[Opening PROVIDED RECORDS section]

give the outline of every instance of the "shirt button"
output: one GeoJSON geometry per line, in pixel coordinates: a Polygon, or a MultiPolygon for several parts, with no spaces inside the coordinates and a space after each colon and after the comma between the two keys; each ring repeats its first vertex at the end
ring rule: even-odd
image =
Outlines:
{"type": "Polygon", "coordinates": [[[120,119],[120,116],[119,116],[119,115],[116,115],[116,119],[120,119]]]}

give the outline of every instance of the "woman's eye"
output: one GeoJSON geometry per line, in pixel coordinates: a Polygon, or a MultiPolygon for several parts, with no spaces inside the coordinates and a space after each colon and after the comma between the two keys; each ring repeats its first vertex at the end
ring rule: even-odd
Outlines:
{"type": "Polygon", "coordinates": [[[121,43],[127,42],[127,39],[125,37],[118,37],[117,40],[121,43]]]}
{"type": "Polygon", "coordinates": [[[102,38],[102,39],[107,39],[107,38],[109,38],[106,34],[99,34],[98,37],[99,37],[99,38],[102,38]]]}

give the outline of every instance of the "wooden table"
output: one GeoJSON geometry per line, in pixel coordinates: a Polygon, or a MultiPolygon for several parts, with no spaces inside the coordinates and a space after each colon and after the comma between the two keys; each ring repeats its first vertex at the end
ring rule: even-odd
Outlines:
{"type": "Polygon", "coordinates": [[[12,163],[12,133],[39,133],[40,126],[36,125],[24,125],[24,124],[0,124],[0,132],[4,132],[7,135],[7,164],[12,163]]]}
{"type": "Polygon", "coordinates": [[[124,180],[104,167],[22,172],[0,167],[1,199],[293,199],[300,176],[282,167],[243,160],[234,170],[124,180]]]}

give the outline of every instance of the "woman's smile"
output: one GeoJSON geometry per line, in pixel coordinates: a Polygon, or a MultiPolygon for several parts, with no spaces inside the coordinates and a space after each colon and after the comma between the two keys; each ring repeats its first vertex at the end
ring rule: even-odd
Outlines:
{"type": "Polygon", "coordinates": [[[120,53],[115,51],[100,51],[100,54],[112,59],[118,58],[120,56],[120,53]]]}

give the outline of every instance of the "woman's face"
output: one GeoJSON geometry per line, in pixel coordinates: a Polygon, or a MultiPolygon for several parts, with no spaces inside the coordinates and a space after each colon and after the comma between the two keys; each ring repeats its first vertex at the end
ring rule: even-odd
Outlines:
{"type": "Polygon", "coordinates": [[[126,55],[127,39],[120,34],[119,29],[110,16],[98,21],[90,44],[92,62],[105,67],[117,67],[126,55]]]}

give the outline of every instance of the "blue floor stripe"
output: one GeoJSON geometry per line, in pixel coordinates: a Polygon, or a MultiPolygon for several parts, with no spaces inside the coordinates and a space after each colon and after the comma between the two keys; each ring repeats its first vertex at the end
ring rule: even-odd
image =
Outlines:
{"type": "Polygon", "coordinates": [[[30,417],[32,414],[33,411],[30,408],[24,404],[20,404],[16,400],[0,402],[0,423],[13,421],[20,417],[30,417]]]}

[Closing PROVIDED RECORDS section]

▸ **WHAT YOU NEED TO DO**: Check each line above for the word "instance" and give the number of lines that have it, nothing else.

▸ **ANSWER**: 6